_Your goal_
Return all the records, each one exactly as given.

***** Material for this exercise

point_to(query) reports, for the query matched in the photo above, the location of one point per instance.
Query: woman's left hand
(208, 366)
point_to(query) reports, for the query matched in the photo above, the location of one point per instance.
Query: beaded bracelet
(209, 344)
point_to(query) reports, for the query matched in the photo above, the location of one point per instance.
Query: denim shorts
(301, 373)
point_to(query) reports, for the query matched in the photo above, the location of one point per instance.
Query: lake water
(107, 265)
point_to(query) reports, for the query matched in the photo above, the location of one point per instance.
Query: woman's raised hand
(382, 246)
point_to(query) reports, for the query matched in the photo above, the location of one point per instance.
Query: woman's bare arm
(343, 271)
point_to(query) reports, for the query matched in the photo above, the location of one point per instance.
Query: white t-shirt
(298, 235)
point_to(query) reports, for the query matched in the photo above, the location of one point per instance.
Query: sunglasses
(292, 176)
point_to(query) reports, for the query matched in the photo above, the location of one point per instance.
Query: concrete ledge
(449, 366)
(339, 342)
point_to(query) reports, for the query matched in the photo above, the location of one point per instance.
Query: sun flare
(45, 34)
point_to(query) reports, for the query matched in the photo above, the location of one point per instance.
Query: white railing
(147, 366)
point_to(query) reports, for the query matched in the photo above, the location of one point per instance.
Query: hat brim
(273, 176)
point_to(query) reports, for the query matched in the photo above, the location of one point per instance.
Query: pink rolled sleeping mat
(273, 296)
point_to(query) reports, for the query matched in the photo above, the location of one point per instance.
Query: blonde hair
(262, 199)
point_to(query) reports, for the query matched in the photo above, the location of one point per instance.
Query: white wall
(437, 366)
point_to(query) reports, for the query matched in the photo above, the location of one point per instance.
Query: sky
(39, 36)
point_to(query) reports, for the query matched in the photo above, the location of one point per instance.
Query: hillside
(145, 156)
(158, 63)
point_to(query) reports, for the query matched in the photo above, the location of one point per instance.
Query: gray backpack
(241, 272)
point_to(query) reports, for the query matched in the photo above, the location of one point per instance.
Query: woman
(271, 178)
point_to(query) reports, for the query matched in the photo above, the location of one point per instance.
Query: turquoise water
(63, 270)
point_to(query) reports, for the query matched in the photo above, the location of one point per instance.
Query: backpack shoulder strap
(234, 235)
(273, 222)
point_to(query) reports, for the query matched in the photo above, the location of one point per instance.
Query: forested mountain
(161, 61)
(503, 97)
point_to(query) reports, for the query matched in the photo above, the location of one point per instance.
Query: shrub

**********

_Exercise output_
point_to(query) reports, for the query matched in the photo above, the location of one point per instance.
Query: woman's left hand
(208, 366)
point_to(query) reports, for the query matched in the photo above, the location of one point per instance.
Query: beaded bracelet
(209, 344)
point_to(query) reports, for the query matched in the photo above, the location of one point per instance.
Query: denim shorts
(301, 373)
point_to(query) reports, for the query matched in the photo above, the location of one point per instance.
Query: lake water
(107, 265)
point_to(query) reports, for the query matched in the photo above, the location of one point per instance.
Query: woman's raised hand
(382, 246)
point_to(query) reports, for the query matched in the photo above, the location of one point per instance.
Query: woman's bare arm
(343, 271)
point_to(query) reports, for the query matched in the photo above, the location of one point per instance.
Query: white t-shirt
(298, 235)
point_to(query) reports, for the query matched in the photo above, the location of one point per instance.
Query: sunglasses
(292, 176)
point_to(query) reports, for the query matched in the photo above, the location of one point per instance.
Query: concrete ledge
(449, 366)
(339, 342)
point_to(query) reports, for the query matched in the photo above, the location of one point per instance.
Query: sun flare
(45, 34)
point_to(query) reports, for the query matched in the photo above, the location of one point per instance.
Query: white railing
(147, 366)
point_to(query) reports, for the query matched in the photo above, the location of one point per instance.
Query: hat brim
(273, 176)
point_to(query) reports, for the query matched in the photo above, the location of one point per instance.
Query: pink rolled sleeping mat
(273, 296)
point_to(query) reports, for the query matched in the photo above, the location of one point per instance.
Query: blonde hair
(262, 199)
point_to(query) reports, for the query matched in the photo above, the location of one point per instance.
Query: white wall
(437, 366)
point_to(query) reports, for the query matched in the photo above, the location of one point per instance.
Query: sky
(39, 36)
point_to(query) reports, for the query matched in the photo above, the location of one point per instance.
Query: hillside
(145, 156)
(158, 63)
point_to(query) reports, for the query matched in the photo above, the location of one point per instance.
Query: gray backpack
(241, 272)
point_to(query) reports, for the query matched in the photo above, the location of one point per instance.
Query: woman
(271, 178)
point_to(query) reports, for the query matched in the photo above, the location of one point per instance.
Query: turquoise water
(63, 270)
point_to(query) reports, for the query matched in the photo above, the location of one point per instance.
Query: backpack shoulder strap
(234, 235)
(273, 222)
point_to(query) reports, for the query matched in the photo above, the location of one point per instance.
Query: forested mountain
(161, 61)
(503, 97)
point_to(query) reports, for the query matched in the photo above, the location of one point per instance.
Query: shrub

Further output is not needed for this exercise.